Recorded data

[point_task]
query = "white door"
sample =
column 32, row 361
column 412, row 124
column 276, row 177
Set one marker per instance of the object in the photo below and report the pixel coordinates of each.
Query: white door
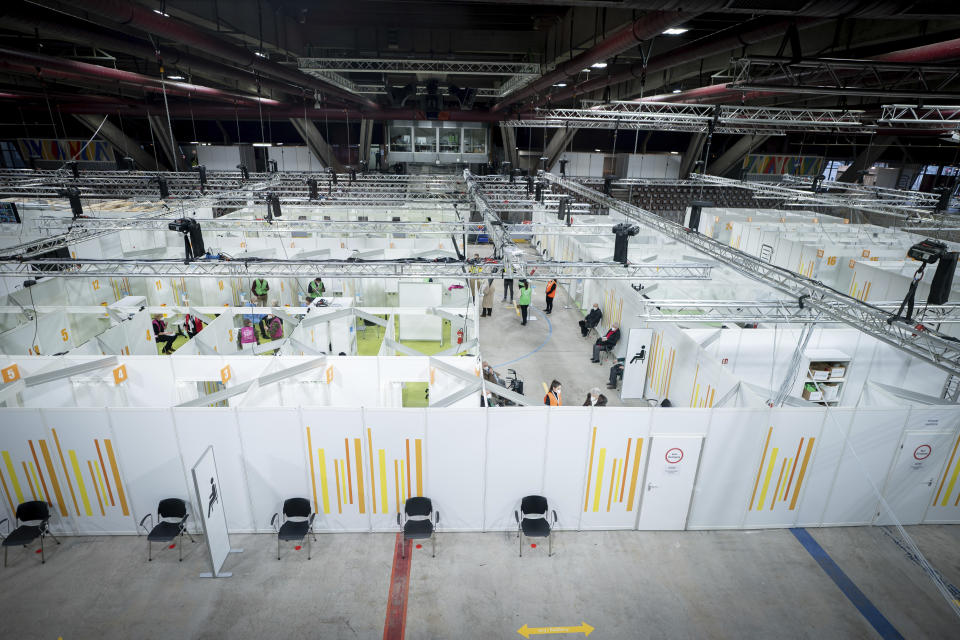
column 913, row 477
column 671, row 470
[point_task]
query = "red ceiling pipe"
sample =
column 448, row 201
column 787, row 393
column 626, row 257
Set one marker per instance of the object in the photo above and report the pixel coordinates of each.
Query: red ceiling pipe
column 945, row 50
column 651, row 24
column 38, row 64
column 702, row 48
column 31, row 19
column 143, row 18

Task brief
Reproduce all of the records above verbatim, with every line in its original order, and omit the pictures from your output.

The output
[point_task]
query = "white door"
sample =
column 32, row 361
column 412, row 124
column 276, row 177
Set one marker per instance of the object in the photo below and report the pixel coordinates of each.
Query: white door
column 913, row 477
column 671, row 470
[point_task]
query = "red ceiling pipe"
sample =
column 448, row 201
column 787, row 393
column 626, row 257
Set one marker per instance of the object in the photo above and report the pixel coordinates of each.
Query: red ceiling pipe
column 945, row 50
column 651, row 24
column 38, row 64
column 702, row 48
column 31, row 19
column 143, row 18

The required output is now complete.